• _THE TASKS_
**A)** According to the CJEU ruling article, why did the Court decline to require search engine operators to de-reference links on all domain name extensions worldwide?
**B)** Reproduce everything in the CJEU ruling article from "LaurieAnne Ancenys" down to "the right to be forgotten.".
**C)** List every organization or body named in the CJEU ruling article.

• _DOCUMENT SEGMENT_
CJEU rules that the right to be forgotten does not extend beyond the EU’s borders

LaurieAnne Ancenys

The Court of Justice of the European Union (CJEU) has ruled that there is no obligation for a search engine operator to, in case of a request, de-reference personal information of individuals on all of its search engine’s domain name extensions beyond the territory of EU Member States in order to be in compliance with the right to be forgotten.

In this important decision made on 24 September 2019, the CJEU held that the right to be forgotten (provided under Article 17 of Regulation 2016/679) does not extend beyond Member States. A data controller could therefore comply with its obligations under that Regulation by: i) de-referencing personal information only from domain names having extensions associated with Member States; and ii) taking sufficient measures to prevent EU based data subjects from having access to such de-referenced personal information.

This approach is not entirely consistent with the previous position of the CNIL which considered that a de-referencing in all domain names extensions worldwide was required.

The key takeaways are as follows:

  • The decision followed the refusal from Google’s French subsidiary to comply with a formal notice from the French data protection authority (CNIL) requiring global de-referencing of links concerning data subjects who decided to exercise their right to be forgotten.
  • The CJEU noted that global de-referencing would meet the objectives of Regulation 2016/679 in full. However, numerous third states either do not recognise the right to be forgotten or have a differing conception of such a right.
  • It is “in no way apparent” from EU legislation that the EU legislature had chosen to confer a scope on the right to be forgotten that would go beyond the territory of Member States.

(Stored dataset items)
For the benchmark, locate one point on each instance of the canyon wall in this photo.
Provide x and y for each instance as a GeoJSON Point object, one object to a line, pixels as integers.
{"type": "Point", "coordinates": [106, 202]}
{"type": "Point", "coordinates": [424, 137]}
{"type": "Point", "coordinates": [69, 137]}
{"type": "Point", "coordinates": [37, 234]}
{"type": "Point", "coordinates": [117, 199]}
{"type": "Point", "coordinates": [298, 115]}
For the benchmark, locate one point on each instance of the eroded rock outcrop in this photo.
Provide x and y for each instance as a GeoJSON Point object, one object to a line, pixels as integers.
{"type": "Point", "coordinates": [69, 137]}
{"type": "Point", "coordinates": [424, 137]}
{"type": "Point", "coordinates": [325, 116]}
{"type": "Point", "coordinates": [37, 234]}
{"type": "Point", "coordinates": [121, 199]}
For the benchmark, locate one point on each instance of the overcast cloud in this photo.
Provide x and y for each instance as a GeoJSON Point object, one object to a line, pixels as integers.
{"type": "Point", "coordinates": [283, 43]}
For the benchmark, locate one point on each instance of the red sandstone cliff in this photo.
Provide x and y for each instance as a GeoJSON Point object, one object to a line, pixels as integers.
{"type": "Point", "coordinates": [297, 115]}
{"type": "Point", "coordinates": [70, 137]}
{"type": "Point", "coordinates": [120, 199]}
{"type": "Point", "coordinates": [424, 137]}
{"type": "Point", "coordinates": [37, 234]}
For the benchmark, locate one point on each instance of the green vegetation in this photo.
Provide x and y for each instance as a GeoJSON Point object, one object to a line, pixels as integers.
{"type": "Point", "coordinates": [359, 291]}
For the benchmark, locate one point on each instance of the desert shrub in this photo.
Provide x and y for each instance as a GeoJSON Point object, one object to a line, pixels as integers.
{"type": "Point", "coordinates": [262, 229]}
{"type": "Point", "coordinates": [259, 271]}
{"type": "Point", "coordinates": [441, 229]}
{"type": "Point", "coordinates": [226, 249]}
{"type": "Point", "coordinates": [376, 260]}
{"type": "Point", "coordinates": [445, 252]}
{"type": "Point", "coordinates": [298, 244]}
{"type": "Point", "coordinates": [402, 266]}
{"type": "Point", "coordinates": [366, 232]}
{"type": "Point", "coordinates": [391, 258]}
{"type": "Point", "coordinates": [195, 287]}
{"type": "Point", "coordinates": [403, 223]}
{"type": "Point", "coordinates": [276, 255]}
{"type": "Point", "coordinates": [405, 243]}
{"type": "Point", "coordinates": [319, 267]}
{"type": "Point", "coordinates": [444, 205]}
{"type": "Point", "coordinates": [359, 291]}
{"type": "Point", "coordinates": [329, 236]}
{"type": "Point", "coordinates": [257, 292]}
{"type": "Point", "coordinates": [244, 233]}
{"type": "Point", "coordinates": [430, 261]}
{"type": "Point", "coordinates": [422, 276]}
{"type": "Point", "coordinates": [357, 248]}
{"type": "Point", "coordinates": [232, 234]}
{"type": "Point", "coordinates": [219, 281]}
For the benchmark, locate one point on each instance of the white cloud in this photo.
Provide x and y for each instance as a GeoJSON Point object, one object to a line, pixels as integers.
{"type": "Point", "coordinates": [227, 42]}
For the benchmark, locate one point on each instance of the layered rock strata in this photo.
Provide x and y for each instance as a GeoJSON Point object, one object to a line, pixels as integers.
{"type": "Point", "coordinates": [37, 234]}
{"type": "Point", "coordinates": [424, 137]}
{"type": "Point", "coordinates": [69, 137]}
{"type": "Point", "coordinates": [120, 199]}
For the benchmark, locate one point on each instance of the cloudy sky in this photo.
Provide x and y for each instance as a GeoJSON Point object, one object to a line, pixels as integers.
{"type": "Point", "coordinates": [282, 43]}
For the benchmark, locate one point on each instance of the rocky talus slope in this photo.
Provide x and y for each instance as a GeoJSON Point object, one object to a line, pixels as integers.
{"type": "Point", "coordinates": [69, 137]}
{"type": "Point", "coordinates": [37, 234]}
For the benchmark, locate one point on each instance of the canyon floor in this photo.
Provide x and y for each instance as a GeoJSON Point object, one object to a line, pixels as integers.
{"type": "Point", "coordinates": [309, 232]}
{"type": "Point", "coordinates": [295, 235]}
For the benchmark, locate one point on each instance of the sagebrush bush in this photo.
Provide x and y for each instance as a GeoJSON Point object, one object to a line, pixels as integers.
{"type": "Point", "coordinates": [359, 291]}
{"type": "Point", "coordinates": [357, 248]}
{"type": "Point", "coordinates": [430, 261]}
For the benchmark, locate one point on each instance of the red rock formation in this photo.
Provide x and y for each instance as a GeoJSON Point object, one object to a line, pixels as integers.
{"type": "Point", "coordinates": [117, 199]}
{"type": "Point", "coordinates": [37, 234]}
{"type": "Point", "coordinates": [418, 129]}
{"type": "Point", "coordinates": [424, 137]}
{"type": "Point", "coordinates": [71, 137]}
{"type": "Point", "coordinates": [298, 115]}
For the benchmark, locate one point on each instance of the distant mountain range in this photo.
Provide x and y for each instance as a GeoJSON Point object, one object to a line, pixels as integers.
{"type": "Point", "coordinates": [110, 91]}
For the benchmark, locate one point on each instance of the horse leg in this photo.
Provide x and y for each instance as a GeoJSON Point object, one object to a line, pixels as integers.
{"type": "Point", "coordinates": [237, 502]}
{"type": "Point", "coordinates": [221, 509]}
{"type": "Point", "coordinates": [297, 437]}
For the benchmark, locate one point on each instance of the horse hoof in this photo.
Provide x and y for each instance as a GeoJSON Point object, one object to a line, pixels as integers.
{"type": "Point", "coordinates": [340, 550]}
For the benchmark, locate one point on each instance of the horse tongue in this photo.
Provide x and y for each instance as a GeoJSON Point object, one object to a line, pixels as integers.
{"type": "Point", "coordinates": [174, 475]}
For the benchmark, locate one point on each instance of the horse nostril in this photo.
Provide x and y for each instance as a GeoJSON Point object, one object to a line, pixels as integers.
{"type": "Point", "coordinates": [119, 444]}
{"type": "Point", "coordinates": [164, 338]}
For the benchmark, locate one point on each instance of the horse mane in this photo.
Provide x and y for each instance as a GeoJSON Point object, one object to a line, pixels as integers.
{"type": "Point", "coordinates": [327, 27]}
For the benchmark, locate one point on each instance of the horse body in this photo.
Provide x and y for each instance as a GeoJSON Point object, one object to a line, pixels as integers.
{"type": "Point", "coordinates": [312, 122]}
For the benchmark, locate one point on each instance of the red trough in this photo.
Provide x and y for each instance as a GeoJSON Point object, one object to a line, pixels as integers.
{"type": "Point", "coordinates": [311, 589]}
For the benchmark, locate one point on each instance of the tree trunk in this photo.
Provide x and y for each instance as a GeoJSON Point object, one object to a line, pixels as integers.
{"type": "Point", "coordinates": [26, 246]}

• _THE REPLIES_
**A)** Many third states either do not recognize the right to be forgotten or have a different conception of it. Nothing in EU legislation shows that the EU legislature meant that right to reach beyond the territory of Member States.

**B)**
LaurieAnne Ancenys

The Court of Justice of the European Union (CJEU) has ruled that there is no obligation for a search engine operator to, in case of a request, de-reference personal information of individuals on all of its search engine’s domain name extensions beyond the territory of EU Member States in order to be in compliance with the right to be forgotten.

**C)**
- Court of Justice of the European Union (CJEU)
- French data protection authority (CNIL)
- Google's French subsidiary
- EU legislature